TASK ITEM — Retype the listing that follows, exactly as written.

DATA LISTING —
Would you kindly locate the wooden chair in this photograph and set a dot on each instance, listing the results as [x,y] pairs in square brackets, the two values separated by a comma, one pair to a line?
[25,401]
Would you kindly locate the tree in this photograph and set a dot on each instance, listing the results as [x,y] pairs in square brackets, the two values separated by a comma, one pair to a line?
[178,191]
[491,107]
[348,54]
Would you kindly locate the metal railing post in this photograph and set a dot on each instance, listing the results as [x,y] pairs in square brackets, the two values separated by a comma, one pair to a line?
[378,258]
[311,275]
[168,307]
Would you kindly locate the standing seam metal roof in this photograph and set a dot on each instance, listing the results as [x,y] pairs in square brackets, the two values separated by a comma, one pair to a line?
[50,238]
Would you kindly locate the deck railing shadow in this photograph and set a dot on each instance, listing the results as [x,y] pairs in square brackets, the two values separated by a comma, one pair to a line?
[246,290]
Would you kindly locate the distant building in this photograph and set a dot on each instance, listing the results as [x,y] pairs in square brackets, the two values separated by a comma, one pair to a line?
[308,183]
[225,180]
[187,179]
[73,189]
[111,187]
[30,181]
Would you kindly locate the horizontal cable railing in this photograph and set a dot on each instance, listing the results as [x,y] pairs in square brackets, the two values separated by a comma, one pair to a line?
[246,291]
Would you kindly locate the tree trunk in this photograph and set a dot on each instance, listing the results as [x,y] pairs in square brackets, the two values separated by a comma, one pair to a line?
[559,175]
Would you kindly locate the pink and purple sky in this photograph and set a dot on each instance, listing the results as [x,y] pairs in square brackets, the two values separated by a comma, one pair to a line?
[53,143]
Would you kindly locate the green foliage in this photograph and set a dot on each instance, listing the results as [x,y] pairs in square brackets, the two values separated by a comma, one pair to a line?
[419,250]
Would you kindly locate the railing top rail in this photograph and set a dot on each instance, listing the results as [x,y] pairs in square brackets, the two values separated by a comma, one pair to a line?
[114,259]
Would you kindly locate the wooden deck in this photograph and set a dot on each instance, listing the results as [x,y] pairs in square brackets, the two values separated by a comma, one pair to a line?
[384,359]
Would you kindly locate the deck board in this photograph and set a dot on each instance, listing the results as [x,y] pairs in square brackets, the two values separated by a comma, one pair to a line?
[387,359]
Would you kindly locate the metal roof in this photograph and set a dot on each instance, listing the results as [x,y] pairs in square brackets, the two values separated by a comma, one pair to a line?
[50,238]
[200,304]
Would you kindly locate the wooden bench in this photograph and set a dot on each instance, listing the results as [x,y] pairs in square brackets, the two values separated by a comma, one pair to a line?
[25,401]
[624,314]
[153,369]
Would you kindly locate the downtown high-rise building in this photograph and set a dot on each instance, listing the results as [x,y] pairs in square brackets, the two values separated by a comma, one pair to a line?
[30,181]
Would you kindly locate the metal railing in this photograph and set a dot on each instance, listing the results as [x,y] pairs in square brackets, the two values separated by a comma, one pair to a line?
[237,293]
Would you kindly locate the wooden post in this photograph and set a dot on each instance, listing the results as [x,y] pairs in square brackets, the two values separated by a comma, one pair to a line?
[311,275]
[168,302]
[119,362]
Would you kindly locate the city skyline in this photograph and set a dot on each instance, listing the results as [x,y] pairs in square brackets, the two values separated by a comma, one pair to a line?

SOLUTION TO THIS PROBLEM —
Would you kindly locate the wooden chair in this photograph and set a dot on each instance, listing the results as [x,y] pairs in square brackets, the two values separated by a comma, one pair to a line?
[25,401]
Would you kindly locate the tree in this photograph and set a dot on each instance, listing the results as [x,y] pairs in square brackets, the two values separated by a comma, one pair to a line?
[178,191]
[491,107]
[348,54]
Would you kindly locate the metal railing post in this photograph and set a dot on each instance, listing the results as [x,y] pairs in square brackets, the two values separated by a comma, one pair to a line?
[378,258]
[311,275]
[168,307]
Would you kindly locate the standing seam metal roof in this photograph and set a dot on each instance, listing the results as [x,y] pairs in square brackets, the two values separated by a comma, one pair to a line?
[50,238]
Would you kindly locate the deck railing shadow in this photograph and set a dot on each instance, listing the results as [x,y] pairs in square brackets, the two values separated by a comma, one pair to a line?
[246,290]
Would you kindly locate the distant building in this photograph and set a dot on each instance, listing the results as [x,y] pairs in square brackets, the two values separated by a comma, one pair to a line?
[308,183]
[225,180]
[187,179]
[73,189]
[111,187]
[30,181]
Would you kindly locate the horizontal cable railing in this photograph and set a dot on each instance, listing the results as [x,y] pairs in square brackets, the two values separated by a comma, one pair to a line?
[246,291]
Would you kindly locate the tree trunk in this photograph and set a dot on each instance, listing the results as [x,y] pairs in square brackets, the two values separated by a comma, one pair to a line?
[559,175]
Would you kindly locate the pink and purple sky in this photograph and set a dot on each instance, listing the results as [x,y] pairs in square brackets, the two values separated by a comma, one pair to a line?
[53,143]
Would you kindly locate the green foliage in this photograph and set a dot on each instance, listing the results as [x,y] pairs in square brackets, the two values separated by a comma, one pair to a line?
[419,250]
Would you kindly locate the railing top rail in this photograph and set a dot on each instance, listing the results as [x,y] pairs in square brackets, the two values separated by a comma, one pair to a line?
[114,259]
Would you kindly locate the wooden deck in this photograph and set a dot on each instance, listing the results as [x,y] pairs in square brackets, the two values separated by a comma, one pair to a line?
[384,359]
Would you kindly locate the deck board in this photograph and set a dot on each instance, listing the results as [x,y] pairs in square brackets, the two values separated by a comma, one pair to a line?
[387,359]
Would you kindly locate the metal roof in this photograph and set a dot on each instance, listing the results as [x,y] pairs in square brackets, the two values separated by a comma, one pair to a line?
[50,238]
[200,304]
Would you kindly locate the wooden bench in this photograph and set a dot on each instance, listing the results as [x,y] pairs in square brackets, the two values separated by a comma, one pair to a line?
[25,401]
[624,314]
[153,369]
Would you kindly locate the downtown high-rise building in this photograph and set a dot on each instance, listing the results as [x,y] pairs in square brackets, the two values separated by a comma, one pair to a line?
[30,181]
Would you kindly locate the metal railing in this photograph and set a dot on each instance, listing the results as [x,y] pairs in square brackets, the two values separated by a comma, one pair to a line?
[237,293]
Would you kindly locate the wooden post in this photograph and set a dot on each instance, listing the results as [x,y] pairs in square brackets, the two values separated by a comma, one pair to a line?
[311,275]
[168,302]
[119,362]
Would you kindly locate the city skyline in this photograph and set a dot on each instance, listing the results as [x,y] pairs in square brackets, the two values separated by a comma, one pair to a line?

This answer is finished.